TO BE DONE:
A. The 2006 Italian Open summary says the tournament ran from 8 May through 22 May. In one to three sentences, explain why it covered that span, using the dates the summary gives.
B. Retype the part of the 2006 Italian Open summary starting at "Women's doubles" and ending at "22 May 2006.".

SOURCE PASSAGE:
- Date: 8–14 May (men) 15-22 May (women)
- Edition: 63rd
- Surface: Clay / outdoor
- Location: Rome, Italy
- Venue: Foro Italico

Champions

Men's singles
- Rafael Nadal

Women's singles
- Martina Hingis

Men's doubles
- Mark Knowles / Daniel Nestor

Women's doubles
- Daniela Hantuchová / Ai Sugiyama
| Italian Open |

= 2006 Italian Open (tennis) =

The 2006 Italian Open (also known as 2006 Rome Masters and the 2006 Internazionali d'Italia) was a tennis tournament played on clay courts. It was the 63rd edition of the Italian Open and was part of the ATP Masters Series of the 2006 ATP Tour and of the Tier I Series of the 2006 WTA Tour. It took place at the Foro Italico in Rome, Italy from 8 May through 22 May 2006.

RECORDED DATA:

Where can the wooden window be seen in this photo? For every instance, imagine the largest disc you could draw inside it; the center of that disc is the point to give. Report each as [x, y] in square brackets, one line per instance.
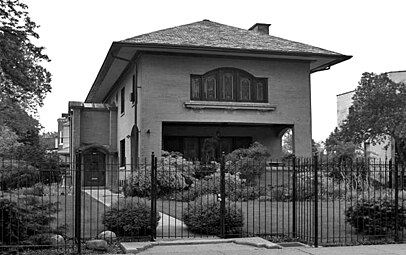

TASK RESULTS:
A. The men's events were played from 8 to 14 May and the women's events from 15 to 22 May. Together, the two periods ran from 8 May through 22 May 2006.

B.
Women's doubles
- Daniela Hantuchová / Ai Sugiyama
| Italian Open |

= 2006 Italian Open (tennis) =

The 2006 Italian Open (also known as 2006 Rome Masters and the 2006 Internazionali d'Italia) was a tennis tournament played on clay courts. It was the 63rd edition of the Italian Open and was part of the ATP Masters Series of the 2006 ATP Tour and of the Tier I Series of the 2006 WTA Tour. It took place at the Foro Italico in Rome, Italy from 8 May through 22 May 2006.